#### TAREA PENDIENTE:
Según el fragmento, ¿cuánto duraba el embarco en un carguero que realizaban los cadetes de segundo año?

#### FRAGMENTO FUENTE:
○ ○ ○ ○
En segundo año, en la época en que el tipo
todavía estaba en la Escuela (nota: cuando se trata de marina mercante, no se
aclara de cuál escuela se habla. Es La Escuela, y todo el mundo sabe de qué se
está hablando) los cadetes realizaban un embarco de alrededor de tres meses en
un carguero para que supieran qué eran realmente los barcos, cómo se vivía y
trabajaba en ellos, y cuáles eran todas esas normas no escritas que la Escuela
no enseñaba, pero sin las cuales no se podía ser realmente un marino. La Escuela
enseñaba el arte marítimo por medio de oficiales mercantes y profesores; las
normas no escritas te las enseñaban (a veces dolorosamente) los marineros,
mecánicos y contramaestres de a bordo.
Principalmente servía para que uno se conociese
a sí mismo, y se diera cuenta de si la cosa le gustaba verdaderamente, o si el
movimiento del buque, la lejanía de los afectos, la exigencia despiadada del
trabajo, la falta de sueño y la incertidumbre eran cosas que no iban a poder
ser soportadas. Mejor enterarse ahí y abandonar entonces que descubrirlo más
tarde, con años y esfuerzos invertidos en vano para conseguir el título.
Una de las cosas que se aprendían (y creo haber
hablado de esto varias veces) era a conversar. En una época sin VHS, sin
películas, sin tele, sin imaginar siquiera la internet móvil (o de cualquier
otro tipo), la única cosa que servía para amenizar un almuerzo o una cena eran
compañeros de mesa hábiles para encontrar temas originales, y capaces de
navegar entre malhumores o sensibilidades ajenas sin romper el delicado
ambiente de la camareta.
Los cadetes pronto descubrían esto, junto con
el placer, y el riesgo, que implicaba.
Una tarde, entre los trópicos y a mitad de
camino entre Brasil y Francia, el Tipo y un compañero apoyaron los codos en la
regala cuando terminó el trabajo en cubierta y se dispusieron a disfrutar de la
brisa y el paisaje, antes de bañarse para la cena. Repentinamente, Alejandro
enfrenta al Tipo y le dice, con aire triunfal: “Sé para quién es el ataúd”
El tipo no pregunta a cuál ataúd se refiere.
Aquella tarde, trabajando con el contramaestre, habían descubierto en un
estante alto del pañol de proa un ataúd, lustroso y ominoso en bronces, medio
tapado por una lona impermeable. El Contra les explicó que era una exigencia de
la ley en previsión de una muerte a bordo, para que hubiese un lugar digno en
el cual ubicar al finado hasta el próximo puerto. (El hecho de que el ataúd
debiera ser luego estibado en la cámara frigorífica de carnes para que
estuviera apto para la autopsia inevitable al recalar, rodeado de lechones,
medias reses y chorizos, no parecía restarle dignidad alguna al muerto). Junto
con la desilusión de enterarse de que ya no había más entierros en el mar como
se veía en las películas, diferentes aspectos de la cosa entretuvieron la
charla durante las tareas de rascado de pintura (Qué se sentiría comer un
churrasco que venía de junto al costado del sarcófago, cuán supersticiosos eran
los marineros que se negaban a entrar al pañol del cajón solos –ni hablar de noche-,
qué pasaría si hubiera más de una muerte, etc) hasta que todos se cansaron del
tema menos Alejandro.
○ ○ ○ ○
#### DATOS RECOPILADOS:
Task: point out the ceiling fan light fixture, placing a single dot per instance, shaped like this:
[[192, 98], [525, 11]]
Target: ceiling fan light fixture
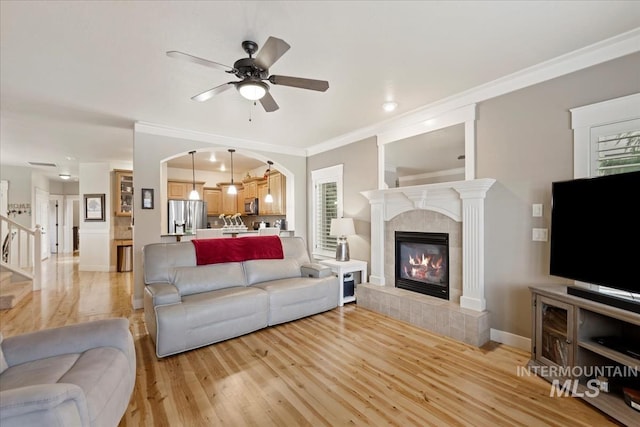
○ ○ ○ ○
#### RESPUESTA ESCRITA:
Alrededor de tres meses.